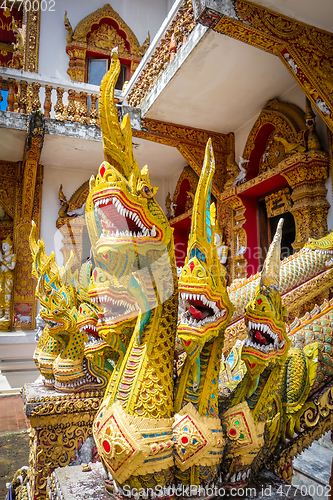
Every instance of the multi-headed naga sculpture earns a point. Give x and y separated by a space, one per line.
148 432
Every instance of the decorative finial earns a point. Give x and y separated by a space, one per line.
270 274
310 120
68 28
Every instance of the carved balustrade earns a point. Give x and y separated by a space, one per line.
22 92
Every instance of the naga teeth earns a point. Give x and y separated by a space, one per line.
125 212
262 327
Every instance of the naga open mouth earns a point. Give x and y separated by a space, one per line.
114 308
120 222
262 338
88 327
200 311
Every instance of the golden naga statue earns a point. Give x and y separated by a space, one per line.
7 265
150 434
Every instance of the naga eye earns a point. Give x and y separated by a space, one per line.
146 192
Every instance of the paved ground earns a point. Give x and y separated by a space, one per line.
14 440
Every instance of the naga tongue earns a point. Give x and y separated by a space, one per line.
260 338
197 314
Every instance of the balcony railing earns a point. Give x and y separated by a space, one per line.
23 92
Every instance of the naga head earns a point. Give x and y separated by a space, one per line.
201 284
56 299
124 220
116 305
267 341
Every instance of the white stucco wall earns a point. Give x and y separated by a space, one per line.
140 15
71 181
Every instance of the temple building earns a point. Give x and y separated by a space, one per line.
255 77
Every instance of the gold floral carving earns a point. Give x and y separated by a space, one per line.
306 51
198 439
8 176
72 227
330 152
305 439
191 143
278 202
31 45
53 440
96 35
306 174
179 30
238 263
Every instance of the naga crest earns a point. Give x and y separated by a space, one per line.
201 284
265 316
127 228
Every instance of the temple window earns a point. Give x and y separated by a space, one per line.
97 68
89 46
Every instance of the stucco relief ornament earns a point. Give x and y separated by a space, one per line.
8 261
241 177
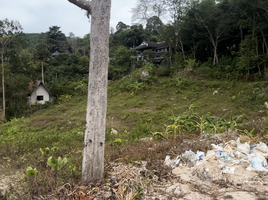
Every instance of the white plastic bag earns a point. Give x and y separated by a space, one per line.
260 148
243 148
171 162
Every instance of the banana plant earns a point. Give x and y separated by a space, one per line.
56 164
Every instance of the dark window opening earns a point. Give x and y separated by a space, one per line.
40 98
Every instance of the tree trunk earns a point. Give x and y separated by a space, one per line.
93 156
3 86
43 81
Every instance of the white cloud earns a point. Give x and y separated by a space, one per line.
37 16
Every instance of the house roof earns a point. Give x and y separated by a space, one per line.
56 53
36 84
151 45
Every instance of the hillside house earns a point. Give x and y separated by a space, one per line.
40 93
157 47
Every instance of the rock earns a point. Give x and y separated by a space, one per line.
215 92
171 189
146 139
113 180
237 195
113 131
184 173
144 74
196 195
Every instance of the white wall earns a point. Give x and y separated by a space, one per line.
39 91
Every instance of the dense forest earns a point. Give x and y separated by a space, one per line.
227 39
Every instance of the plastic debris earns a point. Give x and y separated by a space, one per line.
172 162
229 156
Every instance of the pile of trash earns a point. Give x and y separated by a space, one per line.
229 155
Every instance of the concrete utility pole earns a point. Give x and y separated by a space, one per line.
93 157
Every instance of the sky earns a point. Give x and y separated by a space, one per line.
37 16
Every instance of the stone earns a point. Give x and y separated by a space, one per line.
144 74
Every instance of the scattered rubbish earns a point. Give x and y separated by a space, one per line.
172 162
228 155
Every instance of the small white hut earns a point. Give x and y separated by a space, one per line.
40 93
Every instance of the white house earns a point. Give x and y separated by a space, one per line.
40 93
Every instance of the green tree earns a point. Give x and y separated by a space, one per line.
56 40
93 155
247 54
41 53
8 32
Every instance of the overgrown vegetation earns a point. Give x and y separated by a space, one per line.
172 108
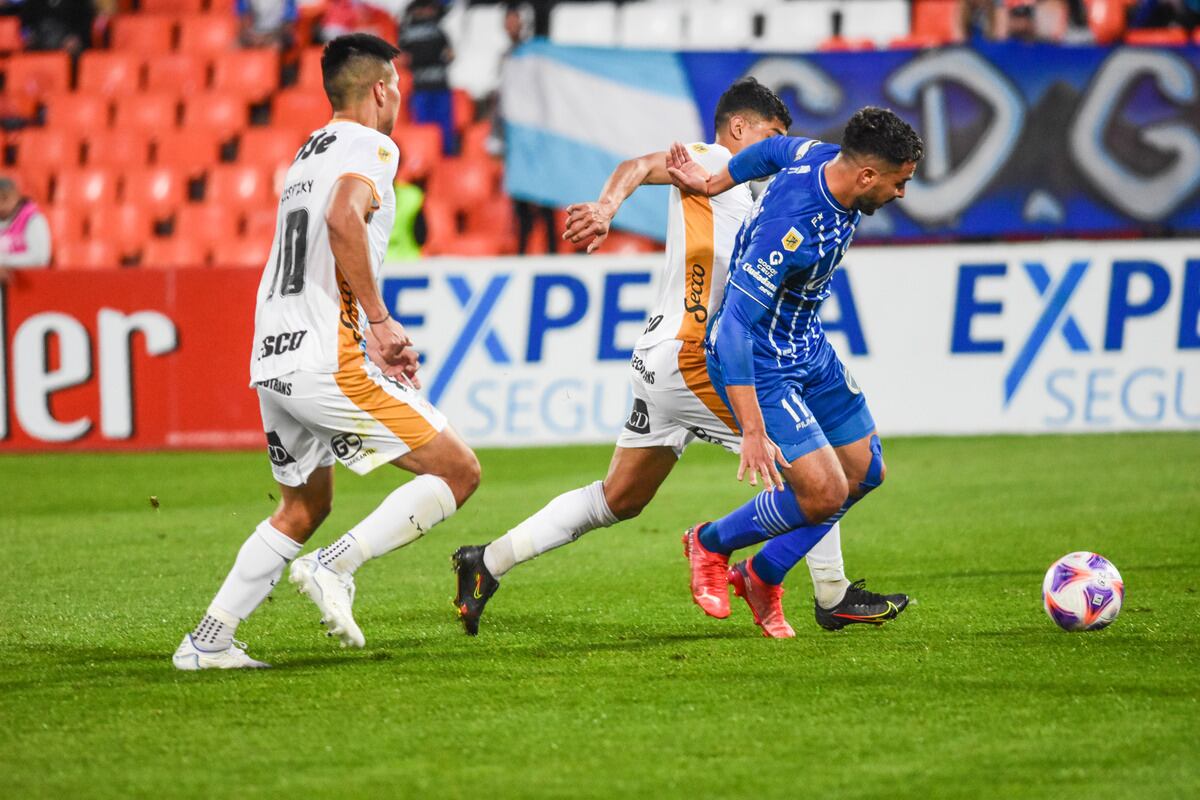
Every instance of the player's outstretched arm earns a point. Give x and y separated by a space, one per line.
592 220
347 220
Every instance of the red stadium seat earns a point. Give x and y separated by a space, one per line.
126 226
208 32
241 186
149 112
420 150
84 186
223 114
119 149
10 35
48 149
189 150
298 108
162 187
175 252
251 74
181 73
147 34
85 254
109 73
77 112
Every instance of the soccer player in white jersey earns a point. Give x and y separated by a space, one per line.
335 374
673 398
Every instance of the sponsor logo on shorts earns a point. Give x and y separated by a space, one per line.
346 445
276 451
640 417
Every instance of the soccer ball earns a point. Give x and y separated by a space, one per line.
1083 591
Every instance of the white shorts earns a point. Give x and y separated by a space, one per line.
675 402
358 415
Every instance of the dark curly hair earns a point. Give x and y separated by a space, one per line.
749 95
879 132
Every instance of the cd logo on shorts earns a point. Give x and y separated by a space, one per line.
640 417
276 451
346 445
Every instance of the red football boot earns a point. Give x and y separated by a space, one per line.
709 587
763 599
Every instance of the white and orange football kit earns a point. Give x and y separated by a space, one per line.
321 397
675 402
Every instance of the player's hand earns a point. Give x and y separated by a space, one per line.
685 173
760 456
587 220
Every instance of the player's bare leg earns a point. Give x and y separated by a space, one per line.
258 566
635 475
447 475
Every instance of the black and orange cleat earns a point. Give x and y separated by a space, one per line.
861 607
475 585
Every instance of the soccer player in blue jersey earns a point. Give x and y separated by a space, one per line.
805 425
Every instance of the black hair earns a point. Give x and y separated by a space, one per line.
879 132
749 95
343 58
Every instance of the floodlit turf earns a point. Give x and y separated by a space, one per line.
594 675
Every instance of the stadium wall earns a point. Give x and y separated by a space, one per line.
945 340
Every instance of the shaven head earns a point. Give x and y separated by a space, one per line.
352 65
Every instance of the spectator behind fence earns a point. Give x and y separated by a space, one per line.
267 23
427 52
24 232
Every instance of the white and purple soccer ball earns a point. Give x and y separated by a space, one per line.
1083 591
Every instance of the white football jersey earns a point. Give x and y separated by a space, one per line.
700 241
307 318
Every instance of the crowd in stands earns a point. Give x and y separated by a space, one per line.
156 132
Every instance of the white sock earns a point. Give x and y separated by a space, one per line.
255 572
403 517
828 573
563 519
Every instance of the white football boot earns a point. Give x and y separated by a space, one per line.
334 595
189 659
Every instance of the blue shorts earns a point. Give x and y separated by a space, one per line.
807 407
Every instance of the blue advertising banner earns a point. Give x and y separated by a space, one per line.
1021 140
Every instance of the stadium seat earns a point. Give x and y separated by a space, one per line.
84 186
190 150
109 73
147 34
798 26
208 32
223 114
85 254
420 149
300 108
161 188
10 35
77 112
184 73
718 26
251 74
241 186
880 20
149 112
118 149
937 19
174 252
126 226
270 146
1156 37
49 149
651 25
583 23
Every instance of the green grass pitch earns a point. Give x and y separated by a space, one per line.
594 675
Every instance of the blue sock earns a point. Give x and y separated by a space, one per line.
769 513
781 553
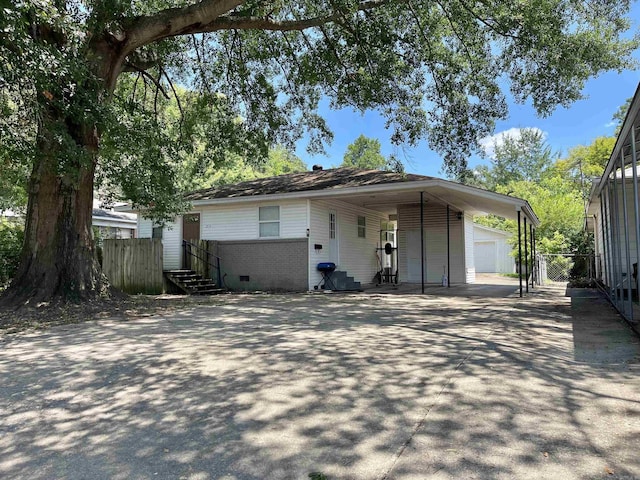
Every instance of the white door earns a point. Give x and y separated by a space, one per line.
414 259
485 256
334 252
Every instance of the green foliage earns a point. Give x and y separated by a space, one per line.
524 157
434 70
585 163
236 169
11 239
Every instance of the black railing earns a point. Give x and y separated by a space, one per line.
192 251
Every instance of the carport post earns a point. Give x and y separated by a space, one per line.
526 256
636 209
519 254
625 214
533 257
449 250
618 244
422 239
606 246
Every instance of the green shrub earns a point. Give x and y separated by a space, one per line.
11 238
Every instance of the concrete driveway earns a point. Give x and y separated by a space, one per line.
353 386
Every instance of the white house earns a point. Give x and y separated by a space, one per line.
273 232
613 215
492 252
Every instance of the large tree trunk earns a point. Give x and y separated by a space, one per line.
58 260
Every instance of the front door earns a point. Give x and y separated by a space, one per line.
334 253
191 227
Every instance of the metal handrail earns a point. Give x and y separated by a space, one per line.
188 246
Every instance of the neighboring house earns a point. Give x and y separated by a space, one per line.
272 233
613 215
492 251
112 224
10 216
107 222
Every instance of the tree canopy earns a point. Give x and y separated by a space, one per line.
82 83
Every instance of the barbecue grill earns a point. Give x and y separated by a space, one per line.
326 269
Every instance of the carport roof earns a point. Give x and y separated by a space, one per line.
374 189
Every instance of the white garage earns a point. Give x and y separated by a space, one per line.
492 252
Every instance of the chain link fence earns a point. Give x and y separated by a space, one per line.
566 267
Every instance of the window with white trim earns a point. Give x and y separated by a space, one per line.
269 221
362 226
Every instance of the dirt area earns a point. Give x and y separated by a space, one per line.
352 386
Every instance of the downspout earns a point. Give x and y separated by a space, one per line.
448 250
526 256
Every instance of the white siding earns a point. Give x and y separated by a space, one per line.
435 239
240 221
357 255
172 244
470 270
501 261
144 227
631 231
171 241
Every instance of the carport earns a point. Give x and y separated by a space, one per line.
434 227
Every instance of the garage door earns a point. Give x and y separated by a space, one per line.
485 254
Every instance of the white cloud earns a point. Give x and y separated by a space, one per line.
489 143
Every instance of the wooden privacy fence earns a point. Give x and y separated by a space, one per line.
203 257
134 265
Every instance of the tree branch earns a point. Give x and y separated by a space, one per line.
215 15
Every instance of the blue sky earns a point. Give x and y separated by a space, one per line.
565 128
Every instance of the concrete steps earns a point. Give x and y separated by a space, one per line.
192 283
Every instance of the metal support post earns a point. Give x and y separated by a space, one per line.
519 254
627 244
448 249
526 257
636 208
533 258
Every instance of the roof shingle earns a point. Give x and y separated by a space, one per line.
332 179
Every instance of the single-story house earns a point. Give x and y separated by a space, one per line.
272 233
113 224
613 215
492 251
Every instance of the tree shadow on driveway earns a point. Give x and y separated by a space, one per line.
283 385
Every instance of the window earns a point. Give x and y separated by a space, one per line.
362 227
269 220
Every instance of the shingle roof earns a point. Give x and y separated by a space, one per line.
332 179
99 213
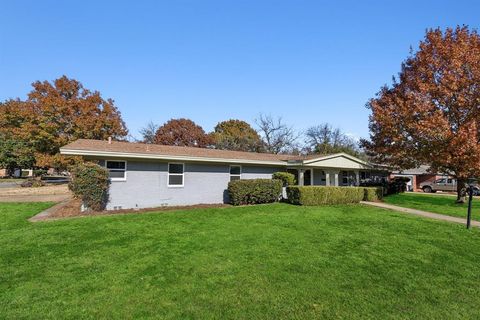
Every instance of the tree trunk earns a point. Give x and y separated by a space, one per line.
461 190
# # # # #
* [WHAT TO DO]:
Output the material exactly from the line containing "Every instance of the shingle" up to and including the final line of the material, omitting the pictures.

* [THE RESULT]:
Every instance of the shingle roof earns a point. Give x and y separated by a space, one per line.
332 179
99 213
Every instance of the tree trunk earns a point. Give x and y separated by a space, one per line.
461 190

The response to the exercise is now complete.